YOUR OBJECTIVE:
Take the line that contains "Q: Give the pixel coordinates of a point on the mobile" as the first line and the final line of the records as the last; return exactly those lines and the lines between.

[Part of a data file]
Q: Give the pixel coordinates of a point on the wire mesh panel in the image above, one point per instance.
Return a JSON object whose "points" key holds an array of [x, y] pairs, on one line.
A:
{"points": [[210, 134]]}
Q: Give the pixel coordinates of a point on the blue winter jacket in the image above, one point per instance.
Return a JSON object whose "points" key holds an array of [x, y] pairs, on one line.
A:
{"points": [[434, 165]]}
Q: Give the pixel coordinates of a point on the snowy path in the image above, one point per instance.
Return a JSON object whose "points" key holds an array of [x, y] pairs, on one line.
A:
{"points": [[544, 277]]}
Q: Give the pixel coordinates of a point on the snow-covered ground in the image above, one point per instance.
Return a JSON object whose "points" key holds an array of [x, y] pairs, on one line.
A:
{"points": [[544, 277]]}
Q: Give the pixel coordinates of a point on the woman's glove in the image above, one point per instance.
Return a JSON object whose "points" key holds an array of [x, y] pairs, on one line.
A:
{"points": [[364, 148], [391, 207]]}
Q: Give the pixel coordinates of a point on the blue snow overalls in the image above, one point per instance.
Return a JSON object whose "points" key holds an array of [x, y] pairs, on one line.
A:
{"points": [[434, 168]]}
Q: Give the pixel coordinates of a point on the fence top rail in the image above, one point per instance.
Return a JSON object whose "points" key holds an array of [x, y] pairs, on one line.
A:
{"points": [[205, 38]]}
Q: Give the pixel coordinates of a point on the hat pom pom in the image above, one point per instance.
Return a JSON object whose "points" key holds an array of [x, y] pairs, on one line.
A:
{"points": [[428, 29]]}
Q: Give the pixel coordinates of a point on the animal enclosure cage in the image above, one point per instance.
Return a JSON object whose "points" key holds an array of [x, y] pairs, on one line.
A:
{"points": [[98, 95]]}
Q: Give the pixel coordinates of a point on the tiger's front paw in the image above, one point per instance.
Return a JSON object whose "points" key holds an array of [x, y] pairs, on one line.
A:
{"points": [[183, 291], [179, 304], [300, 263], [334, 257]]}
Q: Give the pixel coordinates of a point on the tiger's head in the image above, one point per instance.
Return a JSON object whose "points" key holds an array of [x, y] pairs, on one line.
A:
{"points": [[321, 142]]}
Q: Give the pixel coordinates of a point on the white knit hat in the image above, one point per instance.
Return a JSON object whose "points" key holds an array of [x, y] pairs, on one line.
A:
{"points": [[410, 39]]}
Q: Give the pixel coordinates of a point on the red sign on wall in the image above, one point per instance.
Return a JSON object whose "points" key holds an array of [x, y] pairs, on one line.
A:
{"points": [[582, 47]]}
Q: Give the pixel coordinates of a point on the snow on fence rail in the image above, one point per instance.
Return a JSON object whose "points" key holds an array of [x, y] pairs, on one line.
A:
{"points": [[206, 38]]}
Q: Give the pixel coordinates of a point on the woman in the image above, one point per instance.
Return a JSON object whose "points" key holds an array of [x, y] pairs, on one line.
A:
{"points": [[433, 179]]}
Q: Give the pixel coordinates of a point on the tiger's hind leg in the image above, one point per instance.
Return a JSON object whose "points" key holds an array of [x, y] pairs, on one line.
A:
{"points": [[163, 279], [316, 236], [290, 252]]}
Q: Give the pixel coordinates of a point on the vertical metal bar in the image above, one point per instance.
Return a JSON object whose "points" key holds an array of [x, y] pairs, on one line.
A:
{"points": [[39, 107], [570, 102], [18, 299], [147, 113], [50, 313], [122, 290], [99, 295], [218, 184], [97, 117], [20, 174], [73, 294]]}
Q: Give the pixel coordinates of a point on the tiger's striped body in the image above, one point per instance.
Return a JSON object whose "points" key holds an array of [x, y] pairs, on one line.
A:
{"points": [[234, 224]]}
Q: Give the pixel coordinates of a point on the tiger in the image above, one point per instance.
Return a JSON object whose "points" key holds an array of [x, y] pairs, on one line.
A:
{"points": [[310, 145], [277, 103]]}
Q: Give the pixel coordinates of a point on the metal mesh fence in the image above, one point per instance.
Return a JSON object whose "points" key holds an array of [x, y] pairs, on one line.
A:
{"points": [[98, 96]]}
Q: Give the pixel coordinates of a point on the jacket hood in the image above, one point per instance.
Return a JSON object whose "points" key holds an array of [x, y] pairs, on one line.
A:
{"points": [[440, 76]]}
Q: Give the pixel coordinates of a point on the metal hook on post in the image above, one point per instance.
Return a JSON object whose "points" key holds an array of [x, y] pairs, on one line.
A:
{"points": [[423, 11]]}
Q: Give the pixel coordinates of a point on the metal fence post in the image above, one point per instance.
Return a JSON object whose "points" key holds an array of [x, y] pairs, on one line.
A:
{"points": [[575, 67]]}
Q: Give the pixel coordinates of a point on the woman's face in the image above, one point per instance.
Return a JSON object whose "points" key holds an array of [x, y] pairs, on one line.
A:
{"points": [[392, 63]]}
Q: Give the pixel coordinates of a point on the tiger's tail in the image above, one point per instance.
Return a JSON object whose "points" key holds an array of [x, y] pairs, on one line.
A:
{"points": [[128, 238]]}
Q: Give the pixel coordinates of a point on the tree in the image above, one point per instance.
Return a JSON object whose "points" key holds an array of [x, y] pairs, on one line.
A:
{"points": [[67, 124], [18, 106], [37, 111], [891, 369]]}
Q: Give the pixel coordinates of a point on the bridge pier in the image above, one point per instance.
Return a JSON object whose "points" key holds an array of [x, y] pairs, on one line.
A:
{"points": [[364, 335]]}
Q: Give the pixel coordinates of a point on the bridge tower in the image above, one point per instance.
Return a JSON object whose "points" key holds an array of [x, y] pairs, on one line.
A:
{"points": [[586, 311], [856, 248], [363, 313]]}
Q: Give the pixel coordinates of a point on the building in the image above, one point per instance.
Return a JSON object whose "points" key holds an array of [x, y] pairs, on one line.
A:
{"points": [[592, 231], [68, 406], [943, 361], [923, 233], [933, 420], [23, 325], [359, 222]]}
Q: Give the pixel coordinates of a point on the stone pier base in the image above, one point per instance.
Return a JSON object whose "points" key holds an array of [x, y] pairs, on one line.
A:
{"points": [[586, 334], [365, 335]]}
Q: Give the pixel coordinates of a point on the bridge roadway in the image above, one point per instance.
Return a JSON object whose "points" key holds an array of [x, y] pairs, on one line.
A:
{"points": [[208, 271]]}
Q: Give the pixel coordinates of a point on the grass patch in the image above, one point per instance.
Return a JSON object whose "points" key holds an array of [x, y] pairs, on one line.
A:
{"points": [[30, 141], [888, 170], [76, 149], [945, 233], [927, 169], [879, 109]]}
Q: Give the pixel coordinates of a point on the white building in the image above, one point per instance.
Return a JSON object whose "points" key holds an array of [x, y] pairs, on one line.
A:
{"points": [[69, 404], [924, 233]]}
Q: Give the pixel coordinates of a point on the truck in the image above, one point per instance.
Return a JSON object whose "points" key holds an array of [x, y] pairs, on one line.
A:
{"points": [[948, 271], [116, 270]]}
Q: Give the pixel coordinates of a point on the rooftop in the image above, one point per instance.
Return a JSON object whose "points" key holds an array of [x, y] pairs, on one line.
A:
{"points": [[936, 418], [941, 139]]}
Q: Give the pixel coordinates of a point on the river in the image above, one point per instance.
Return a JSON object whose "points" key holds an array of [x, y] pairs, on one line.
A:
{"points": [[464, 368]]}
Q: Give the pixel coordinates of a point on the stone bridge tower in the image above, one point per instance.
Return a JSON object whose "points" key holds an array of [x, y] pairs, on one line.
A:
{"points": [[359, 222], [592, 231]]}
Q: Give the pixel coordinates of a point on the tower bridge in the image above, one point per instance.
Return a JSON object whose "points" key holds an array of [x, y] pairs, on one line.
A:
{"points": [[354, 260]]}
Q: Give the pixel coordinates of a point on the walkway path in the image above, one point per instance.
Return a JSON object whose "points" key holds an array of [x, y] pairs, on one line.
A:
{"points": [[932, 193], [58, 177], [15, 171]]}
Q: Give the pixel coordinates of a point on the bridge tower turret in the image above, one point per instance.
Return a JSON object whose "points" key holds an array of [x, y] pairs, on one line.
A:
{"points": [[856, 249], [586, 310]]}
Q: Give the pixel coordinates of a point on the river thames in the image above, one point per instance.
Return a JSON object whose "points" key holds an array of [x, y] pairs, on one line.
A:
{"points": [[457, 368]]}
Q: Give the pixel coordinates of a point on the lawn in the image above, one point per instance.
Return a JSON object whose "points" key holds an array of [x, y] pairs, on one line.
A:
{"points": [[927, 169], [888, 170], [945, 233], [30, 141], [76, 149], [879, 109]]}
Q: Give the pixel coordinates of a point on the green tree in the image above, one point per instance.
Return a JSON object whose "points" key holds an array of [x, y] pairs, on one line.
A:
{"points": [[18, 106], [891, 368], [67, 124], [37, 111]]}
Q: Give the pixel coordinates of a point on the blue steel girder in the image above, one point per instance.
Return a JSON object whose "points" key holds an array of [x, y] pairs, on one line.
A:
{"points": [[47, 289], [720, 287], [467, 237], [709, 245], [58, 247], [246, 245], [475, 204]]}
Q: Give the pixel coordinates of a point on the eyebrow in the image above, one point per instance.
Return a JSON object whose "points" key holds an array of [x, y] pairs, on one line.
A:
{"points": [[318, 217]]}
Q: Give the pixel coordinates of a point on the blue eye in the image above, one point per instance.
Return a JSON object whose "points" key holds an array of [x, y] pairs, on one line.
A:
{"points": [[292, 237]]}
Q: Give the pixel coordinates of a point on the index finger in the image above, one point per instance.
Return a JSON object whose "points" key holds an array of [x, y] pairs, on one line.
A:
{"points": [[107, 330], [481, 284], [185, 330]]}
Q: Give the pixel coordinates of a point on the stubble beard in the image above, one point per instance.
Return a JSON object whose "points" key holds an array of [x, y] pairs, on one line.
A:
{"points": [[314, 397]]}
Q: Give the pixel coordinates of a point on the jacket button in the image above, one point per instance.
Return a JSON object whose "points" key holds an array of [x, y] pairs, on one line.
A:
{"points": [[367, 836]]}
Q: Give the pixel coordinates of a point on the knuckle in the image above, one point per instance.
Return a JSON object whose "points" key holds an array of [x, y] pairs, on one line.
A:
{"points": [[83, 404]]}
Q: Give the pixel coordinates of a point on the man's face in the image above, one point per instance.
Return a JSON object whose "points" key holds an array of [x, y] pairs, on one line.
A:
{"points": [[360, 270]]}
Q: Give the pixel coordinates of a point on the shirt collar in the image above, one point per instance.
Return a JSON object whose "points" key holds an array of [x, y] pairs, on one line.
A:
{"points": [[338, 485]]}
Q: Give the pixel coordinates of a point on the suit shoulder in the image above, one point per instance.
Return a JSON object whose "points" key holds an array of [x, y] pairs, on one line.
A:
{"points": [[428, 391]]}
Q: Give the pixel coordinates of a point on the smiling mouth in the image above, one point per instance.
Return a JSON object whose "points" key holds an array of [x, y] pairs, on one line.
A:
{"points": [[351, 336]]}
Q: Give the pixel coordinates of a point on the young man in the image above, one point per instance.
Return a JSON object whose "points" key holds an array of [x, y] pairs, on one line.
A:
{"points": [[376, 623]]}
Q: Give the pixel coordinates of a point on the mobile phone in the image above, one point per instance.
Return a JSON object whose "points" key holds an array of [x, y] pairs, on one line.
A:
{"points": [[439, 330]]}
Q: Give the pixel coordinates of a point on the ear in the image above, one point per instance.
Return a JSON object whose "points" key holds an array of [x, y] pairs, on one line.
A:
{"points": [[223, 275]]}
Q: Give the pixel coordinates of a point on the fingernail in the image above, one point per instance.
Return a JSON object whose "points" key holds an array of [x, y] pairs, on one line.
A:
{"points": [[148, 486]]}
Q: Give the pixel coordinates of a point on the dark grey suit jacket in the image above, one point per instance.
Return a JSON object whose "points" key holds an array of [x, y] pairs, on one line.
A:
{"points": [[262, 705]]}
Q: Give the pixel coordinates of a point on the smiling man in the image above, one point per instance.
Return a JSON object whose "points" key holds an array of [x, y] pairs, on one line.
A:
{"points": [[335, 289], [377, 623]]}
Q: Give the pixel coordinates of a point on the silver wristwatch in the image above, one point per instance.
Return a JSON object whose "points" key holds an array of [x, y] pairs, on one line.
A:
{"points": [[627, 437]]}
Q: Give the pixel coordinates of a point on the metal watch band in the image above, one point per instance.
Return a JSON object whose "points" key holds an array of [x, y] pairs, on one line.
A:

CORRECT OUTPUT:
Q: Give the pixel coordinates of a point on the mobile phone in the image above, one point per instance.
Return a JSON object whose "points" key holds an array of [x, y] pairs, on one line.
A:
{"points": [[439, 330]]}
Q: Give the pixel coordinates of a point on the ear in the image above, one point per instance.
Return a JSON object whose "points" key holds an array of [x, y] pairs, on one line.
A:
{"points": [[223, 275]]}
Q: Give the pixel coordinates of a point on the fingernail in the image above, one point per instance.
Return a JSON object whose "points" key holds an array of [x, y] pairs, on one line.
A:
{"points": [[148, 486]]}
Q: Give the pixel coordinates of a point on the dark grey suit jacket in the image above, one point per instance.
Return a JSON object whose "points" key holds an array of [x, y] pairs, on one line.
A:
{"points": [[262, 705]]}
Q: Give the pixel coordinates of a point on the smiling man in the image above, one point per instance.
Return a JSON object whose "points" key holds an array of [x, y] pairs, on one line.
A:
{"points": [[335, 289], [377, 623]]}
Q: Give the pixel coordinates of a point on the silver wristwatch in the image above, one point per instance.
Return a JSON object whose "points" key holds an array of [x, y] pairs, on one line.
A:
{"points": [[627, 437]]}
Q: Give the pixel coordinates of a point on the metal watch band in the image above, one point per instance.
Return a JSON object whose "points" key holds an array of [x, y] pairs, on one line.
A:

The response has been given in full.